Given exercise:
Reproduce the stretch of the passage about Tarleton from "And so our Butcher" through "machine he wasn't.".
═════ Document text
And so our Butcher of the Carolinas has languished underappreciated and very much misrepresented by history. The recent howl that went up in Britain regarding the movie The Patriot has brought Ban back into the limelight. The totally fictitious, but quite dashing, Tavington character elicited consternation from Liverpool and fandom on both sides of the Atlantic. The obvious question, "Was Tarleton really like that?" has to be answered, "Absolutely not." Tarleton had plenty of foibles and failings to go along with his other attributes, but a cardboard killing machine he wasn't.
══════════
═════ Provided data
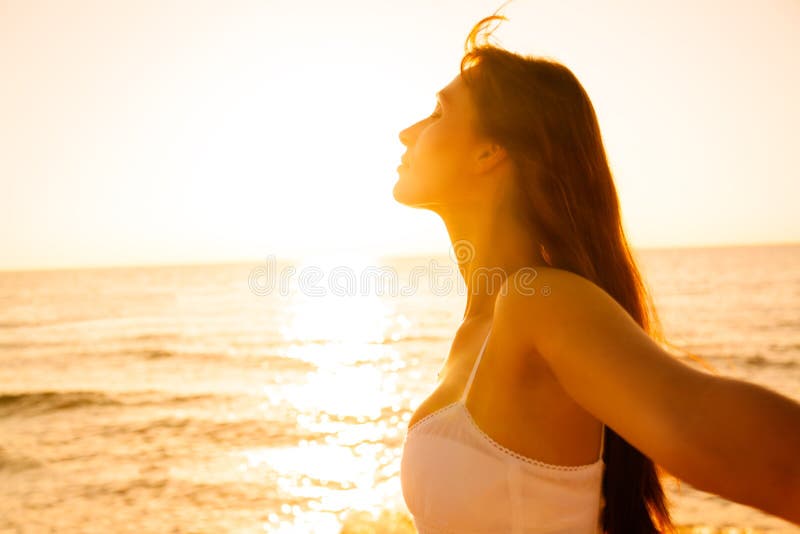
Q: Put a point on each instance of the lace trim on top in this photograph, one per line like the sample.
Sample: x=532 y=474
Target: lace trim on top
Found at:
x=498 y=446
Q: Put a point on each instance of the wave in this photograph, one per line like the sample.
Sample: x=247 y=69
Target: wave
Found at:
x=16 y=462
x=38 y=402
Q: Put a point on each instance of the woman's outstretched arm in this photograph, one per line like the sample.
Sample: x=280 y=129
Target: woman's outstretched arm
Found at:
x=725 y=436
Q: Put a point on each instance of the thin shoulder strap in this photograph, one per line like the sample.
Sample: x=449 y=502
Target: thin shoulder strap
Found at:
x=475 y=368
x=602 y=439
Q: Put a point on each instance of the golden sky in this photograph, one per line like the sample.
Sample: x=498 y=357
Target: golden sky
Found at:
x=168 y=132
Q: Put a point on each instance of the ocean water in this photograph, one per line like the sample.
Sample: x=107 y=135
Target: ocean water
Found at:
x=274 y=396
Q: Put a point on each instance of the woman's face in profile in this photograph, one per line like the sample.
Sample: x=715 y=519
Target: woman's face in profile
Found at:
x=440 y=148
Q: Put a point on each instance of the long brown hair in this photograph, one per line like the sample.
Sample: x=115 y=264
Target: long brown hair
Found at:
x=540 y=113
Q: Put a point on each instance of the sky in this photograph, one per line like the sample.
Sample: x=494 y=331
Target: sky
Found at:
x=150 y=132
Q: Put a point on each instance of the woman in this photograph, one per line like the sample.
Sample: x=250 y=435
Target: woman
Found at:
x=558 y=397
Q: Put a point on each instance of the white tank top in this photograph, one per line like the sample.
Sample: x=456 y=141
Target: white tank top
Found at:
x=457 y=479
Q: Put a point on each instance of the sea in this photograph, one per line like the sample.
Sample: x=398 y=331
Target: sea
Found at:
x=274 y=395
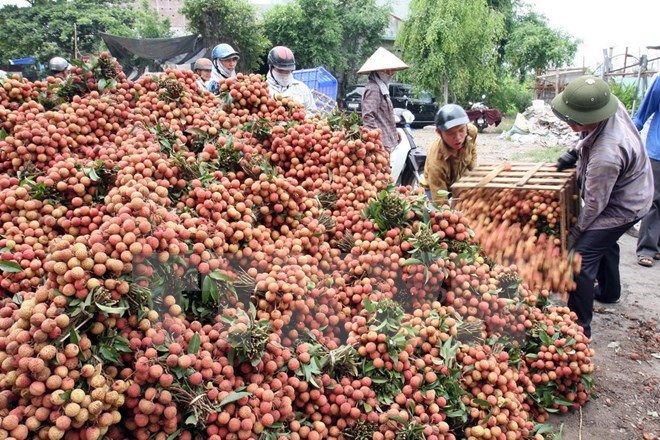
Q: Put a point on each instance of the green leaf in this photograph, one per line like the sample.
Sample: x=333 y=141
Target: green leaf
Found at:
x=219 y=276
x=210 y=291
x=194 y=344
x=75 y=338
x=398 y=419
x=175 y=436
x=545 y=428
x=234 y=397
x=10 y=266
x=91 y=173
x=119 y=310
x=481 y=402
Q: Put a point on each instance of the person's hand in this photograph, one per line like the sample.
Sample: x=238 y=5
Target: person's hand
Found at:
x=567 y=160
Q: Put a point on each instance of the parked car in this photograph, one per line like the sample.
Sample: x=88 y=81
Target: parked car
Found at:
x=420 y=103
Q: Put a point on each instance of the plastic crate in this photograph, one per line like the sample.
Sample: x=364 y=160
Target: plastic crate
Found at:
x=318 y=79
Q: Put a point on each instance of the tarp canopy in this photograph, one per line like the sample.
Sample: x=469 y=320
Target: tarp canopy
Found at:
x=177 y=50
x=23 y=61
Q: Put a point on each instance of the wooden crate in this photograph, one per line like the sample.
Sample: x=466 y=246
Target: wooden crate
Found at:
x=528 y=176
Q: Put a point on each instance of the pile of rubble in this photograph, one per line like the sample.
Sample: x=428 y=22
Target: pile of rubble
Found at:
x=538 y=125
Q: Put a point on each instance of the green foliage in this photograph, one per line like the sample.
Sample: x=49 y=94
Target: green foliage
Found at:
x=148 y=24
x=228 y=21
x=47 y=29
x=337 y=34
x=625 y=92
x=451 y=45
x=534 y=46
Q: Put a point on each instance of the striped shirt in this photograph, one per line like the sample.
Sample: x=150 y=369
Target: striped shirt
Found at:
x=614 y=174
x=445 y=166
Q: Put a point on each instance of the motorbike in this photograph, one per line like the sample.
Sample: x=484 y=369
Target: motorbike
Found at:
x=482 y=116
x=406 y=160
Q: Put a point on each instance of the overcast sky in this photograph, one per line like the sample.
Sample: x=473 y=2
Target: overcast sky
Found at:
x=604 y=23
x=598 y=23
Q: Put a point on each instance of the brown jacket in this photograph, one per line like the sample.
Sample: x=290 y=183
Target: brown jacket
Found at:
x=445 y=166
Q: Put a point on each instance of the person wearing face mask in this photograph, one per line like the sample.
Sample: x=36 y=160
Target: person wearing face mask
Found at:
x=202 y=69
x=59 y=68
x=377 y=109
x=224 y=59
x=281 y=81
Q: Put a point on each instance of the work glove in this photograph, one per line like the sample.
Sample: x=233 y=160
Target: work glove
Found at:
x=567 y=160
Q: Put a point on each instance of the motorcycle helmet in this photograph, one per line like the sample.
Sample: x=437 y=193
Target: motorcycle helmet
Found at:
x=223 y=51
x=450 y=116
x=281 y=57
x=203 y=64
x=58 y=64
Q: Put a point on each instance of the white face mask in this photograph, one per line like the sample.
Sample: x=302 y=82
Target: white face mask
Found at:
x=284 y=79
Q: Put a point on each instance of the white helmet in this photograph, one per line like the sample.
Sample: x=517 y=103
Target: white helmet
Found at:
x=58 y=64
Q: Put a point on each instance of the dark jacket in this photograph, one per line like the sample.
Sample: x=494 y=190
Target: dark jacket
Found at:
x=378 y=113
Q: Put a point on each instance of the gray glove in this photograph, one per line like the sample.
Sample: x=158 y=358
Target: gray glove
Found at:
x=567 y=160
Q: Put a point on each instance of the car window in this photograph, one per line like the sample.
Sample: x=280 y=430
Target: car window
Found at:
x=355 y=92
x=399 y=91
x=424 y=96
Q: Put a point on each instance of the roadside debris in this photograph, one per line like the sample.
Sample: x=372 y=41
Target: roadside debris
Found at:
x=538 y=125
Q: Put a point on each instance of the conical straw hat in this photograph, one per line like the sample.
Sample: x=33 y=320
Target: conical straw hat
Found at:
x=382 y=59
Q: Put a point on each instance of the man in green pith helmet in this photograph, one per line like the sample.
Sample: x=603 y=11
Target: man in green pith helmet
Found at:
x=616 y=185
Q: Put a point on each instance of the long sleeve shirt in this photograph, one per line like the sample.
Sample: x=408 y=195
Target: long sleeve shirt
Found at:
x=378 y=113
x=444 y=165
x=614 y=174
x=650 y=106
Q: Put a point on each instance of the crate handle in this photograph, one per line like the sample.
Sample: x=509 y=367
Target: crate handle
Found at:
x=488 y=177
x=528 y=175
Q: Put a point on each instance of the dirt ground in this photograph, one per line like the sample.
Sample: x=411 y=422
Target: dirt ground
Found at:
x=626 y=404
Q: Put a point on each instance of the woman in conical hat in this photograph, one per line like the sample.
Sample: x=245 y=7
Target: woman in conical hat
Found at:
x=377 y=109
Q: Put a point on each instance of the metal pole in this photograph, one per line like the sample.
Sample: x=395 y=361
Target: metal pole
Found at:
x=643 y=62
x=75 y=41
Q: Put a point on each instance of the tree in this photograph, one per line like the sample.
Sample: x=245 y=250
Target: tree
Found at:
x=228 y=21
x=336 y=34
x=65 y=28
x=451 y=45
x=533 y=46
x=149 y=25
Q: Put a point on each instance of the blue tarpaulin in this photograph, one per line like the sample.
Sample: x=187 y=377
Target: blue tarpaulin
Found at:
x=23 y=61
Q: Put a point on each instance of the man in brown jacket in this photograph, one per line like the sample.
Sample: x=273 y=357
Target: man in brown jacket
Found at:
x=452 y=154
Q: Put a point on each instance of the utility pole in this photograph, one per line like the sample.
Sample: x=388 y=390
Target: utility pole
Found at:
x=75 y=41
══════════
Solution to this exercise:
And so our Butcher of the Carolinas has languished underappreciated and very much misrepresented by history. The recent howl that went up in Britain regarding the movie The Patriot has brought Ban back into the limelight. The totally fictitious, but quite dashing, Tavington character elicited consternation from Liverpool and fandom on both sides of the Atlantic. The obvious question, "Was Tarleton really like that?" has to be answered, "Absolutely not." Tarleton had plenty of foibles and failings to go along with his other attributes, but a cardboard killing machine he wasn't.